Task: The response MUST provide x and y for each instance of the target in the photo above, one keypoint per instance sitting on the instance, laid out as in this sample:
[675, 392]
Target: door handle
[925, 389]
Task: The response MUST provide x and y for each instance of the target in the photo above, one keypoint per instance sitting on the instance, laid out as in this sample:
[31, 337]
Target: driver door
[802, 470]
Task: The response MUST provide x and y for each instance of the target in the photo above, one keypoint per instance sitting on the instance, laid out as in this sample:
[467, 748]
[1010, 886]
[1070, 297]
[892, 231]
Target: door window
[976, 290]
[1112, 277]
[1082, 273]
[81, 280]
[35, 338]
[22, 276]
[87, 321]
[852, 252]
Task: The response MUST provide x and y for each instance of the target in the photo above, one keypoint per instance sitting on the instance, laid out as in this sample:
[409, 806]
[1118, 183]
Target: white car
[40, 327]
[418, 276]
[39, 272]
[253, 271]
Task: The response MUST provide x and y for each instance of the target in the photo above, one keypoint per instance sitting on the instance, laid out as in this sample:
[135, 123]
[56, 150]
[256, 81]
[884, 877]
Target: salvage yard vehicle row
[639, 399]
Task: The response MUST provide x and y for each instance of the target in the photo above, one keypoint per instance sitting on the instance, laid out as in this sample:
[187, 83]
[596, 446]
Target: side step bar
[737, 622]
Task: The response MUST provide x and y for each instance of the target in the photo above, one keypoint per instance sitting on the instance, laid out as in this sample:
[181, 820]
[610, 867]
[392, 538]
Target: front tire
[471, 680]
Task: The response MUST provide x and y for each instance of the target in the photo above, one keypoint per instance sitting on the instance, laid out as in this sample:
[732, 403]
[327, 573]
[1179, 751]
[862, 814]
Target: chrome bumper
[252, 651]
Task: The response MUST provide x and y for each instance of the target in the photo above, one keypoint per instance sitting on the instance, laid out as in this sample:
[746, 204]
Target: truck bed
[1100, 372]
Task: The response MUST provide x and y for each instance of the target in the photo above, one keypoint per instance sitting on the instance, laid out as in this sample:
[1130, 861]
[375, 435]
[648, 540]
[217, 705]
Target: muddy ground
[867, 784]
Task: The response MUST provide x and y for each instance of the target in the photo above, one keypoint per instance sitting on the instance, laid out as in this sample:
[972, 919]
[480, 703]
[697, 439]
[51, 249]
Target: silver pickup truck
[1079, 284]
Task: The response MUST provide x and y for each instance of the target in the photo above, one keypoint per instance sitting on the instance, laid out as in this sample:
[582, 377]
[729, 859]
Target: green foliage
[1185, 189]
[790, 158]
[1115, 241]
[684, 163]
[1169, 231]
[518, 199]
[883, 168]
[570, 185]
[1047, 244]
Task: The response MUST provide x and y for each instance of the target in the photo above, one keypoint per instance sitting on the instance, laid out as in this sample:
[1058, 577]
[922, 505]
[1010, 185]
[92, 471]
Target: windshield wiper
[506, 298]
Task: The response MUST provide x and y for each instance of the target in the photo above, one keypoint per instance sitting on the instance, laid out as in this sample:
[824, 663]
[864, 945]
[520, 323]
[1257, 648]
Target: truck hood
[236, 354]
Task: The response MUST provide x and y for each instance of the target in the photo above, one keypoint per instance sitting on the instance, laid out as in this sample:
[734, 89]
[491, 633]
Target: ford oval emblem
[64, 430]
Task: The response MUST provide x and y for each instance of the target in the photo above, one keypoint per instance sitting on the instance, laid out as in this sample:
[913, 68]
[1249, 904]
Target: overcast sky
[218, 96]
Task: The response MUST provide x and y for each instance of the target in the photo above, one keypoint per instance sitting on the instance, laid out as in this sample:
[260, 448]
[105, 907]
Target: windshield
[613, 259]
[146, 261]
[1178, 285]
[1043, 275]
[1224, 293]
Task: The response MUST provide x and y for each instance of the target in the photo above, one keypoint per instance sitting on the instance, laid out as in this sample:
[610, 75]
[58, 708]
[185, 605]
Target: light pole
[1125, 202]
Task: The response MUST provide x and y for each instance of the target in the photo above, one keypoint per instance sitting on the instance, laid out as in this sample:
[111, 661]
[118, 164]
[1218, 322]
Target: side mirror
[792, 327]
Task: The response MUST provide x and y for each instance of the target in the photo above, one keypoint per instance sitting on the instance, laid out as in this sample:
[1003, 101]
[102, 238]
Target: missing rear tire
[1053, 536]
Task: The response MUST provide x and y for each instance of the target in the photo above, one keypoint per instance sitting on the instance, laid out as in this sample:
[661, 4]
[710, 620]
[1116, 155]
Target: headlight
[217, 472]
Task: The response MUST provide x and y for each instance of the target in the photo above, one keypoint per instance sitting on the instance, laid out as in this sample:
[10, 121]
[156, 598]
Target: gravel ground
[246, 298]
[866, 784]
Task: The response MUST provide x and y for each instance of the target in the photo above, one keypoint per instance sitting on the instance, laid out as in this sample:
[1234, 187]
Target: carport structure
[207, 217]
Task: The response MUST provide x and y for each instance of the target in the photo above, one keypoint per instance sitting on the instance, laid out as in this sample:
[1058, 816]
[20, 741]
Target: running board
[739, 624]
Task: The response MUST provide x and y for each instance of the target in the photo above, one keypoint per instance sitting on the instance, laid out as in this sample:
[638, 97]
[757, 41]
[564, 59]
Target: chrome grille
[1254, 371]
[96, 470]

● ● ●

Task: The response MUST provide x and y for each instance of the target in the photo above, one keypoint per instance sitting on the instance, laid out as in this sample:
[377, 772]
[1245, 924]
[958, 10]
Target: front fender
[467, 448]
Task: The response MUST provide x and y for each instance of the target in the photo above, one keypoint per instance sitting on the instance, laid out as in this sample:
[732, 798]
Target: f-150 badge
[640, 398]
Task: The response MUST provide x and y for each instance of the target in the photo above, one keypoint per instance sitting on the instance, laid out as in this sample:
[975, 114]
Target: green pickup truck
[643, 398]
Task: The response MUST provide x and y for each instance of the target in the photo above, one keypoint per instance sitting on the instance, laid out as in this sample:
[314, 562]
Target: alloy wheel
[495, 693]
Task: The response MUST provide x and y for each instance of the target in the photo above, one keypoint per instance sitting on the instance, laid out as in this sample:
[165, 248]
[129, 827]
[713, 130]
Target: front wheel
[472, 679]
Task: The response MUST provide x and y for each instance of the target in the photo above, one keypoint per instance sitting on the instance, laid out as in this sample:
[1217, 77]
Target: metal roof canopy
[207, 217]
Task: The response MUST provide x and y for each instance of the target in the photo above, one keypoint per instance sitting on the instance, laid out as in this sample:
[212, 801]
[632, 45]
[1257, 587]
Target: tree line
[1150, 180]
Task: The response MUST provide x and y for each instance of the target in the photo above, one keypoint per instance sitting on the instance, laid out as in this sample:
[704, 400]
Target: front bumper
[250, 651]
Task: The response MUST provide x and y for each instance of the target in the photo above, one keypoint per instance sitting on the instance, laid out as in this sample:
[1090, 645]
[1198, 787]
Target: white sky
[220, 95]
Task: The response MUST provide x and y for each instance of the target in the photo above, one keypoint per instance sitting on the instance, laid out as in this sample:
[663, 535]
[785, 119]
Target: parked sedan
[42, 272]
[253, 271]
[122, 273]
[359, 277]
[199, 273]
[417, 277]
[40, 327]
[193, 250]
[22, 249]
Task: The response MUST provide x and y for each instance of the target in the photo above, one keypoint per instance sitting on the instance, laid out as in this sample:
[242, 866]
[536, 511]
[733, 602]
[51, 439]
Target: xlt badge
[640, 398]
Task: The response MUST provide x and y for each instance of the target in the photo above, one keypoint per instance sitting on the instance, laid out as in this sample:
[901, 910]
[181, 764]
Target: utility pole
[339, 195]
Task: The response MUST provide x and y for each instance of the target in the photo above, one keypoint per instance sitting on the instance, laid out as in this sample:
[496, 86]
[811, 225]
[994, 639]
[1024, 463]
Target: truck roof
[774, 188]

● ● ●

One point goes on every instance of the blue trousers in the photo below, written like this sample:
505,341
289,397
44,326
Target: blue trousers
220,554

● ● ●

◆ **ABOUT THIS EXERCISE**: The reply should hold only the lines of the listing above starting at the line containing "[1245, 924]" and ending at the line containing "[1198, 787]", exactly as written.

◆ **OUTPUT**:
[1245, 924]
[958, 10]
Target: front fender
[467, 448]
Task: The response MUST provide x and y for each instance of the target in the photo above, one keypoint per instance sitting on the instance, laid out as in this sample:
[732, 798]
Target: f-150 badge
[640, 398]
Task: The response MUST provide x and y for each instance of the target in the photo above, one keypoint per instance sitting on the instance, laid out as in this sample:
[975, 114]
Target: green pickup truck
[643, 398]
Task: The response MUST provide x and y for each instance of the target in the photo above, one keypoint per instance sitting on the instance, laid out as in this sample:
[314, 562]
Target: alloy wheel
[495, 693]
Task: The response MUST provide x and y for each instance of the target in the photo above, one keypoint per instance sitting on the instance, laid out as in this sample:
[165, 248]
[129, 827]
[713, 130]
Target: front wheel
[472, 679]
Task: The response MUST provide x and y for each instance of the target in the photo above, one keypoint per instance sitting on the instance, laid out as in this sample:
[1217, 77]
Target: metal roof canopy
[207, 217]
Task: The response MUST provide x and y for each instance of the target in the photo above, one keypoint per instance sitting on the instance, laid out as in this sample:
[212, 801]
[632, 45]
[1257, 587]
Target: tree line
[1150, 180]
Task: The response MUST provide x and y for each instance of the target in the photo above, one keypoint per instance sitting on the instance, laid out as in this sample:
[704, 400]
Target: front bumper
[250, 651]
Task: The response MUST provide x and y for each instance of the target in the photo above, one keypoint per instance sitting on the instance, laid out as in this sample:
[1090, 645]
[1198, 787]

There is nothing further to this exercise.